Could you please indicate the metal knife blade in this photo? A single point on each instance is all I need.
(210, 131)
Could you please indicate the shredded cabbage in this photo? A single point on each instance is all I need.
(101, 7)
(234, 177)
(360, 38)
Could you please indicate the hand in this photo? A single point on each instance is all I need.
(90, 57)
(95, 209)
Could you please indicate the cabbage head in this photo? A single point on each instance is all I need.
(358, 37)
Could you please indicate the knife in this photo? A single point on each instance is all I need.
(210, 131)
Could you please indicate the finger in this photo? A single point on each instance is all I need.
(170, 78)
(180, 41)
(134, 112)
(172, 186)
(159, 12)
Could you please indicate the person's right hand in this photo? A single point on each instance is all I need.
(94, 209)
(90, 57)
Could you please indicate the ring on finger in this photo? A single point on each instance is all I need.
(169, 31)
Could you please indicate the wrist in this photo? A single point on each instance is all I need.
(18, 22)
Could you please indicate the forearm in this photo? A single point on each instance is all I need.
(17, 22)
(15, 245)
= = =
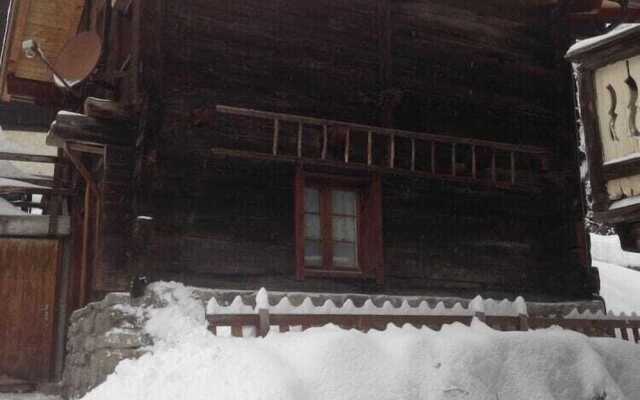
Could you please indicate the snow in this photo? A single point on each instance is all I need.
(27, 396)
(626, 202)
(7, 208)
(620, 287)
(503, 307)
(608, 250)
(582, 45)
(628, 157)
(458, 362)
= = =
Show every line above that contains the word "finger", copying each one in full.

Could you please indicate the finger in this photo? A single point on each instance is all I need.
Could you please indicate the ring on finger in this photo? A single point on each instance is all I need.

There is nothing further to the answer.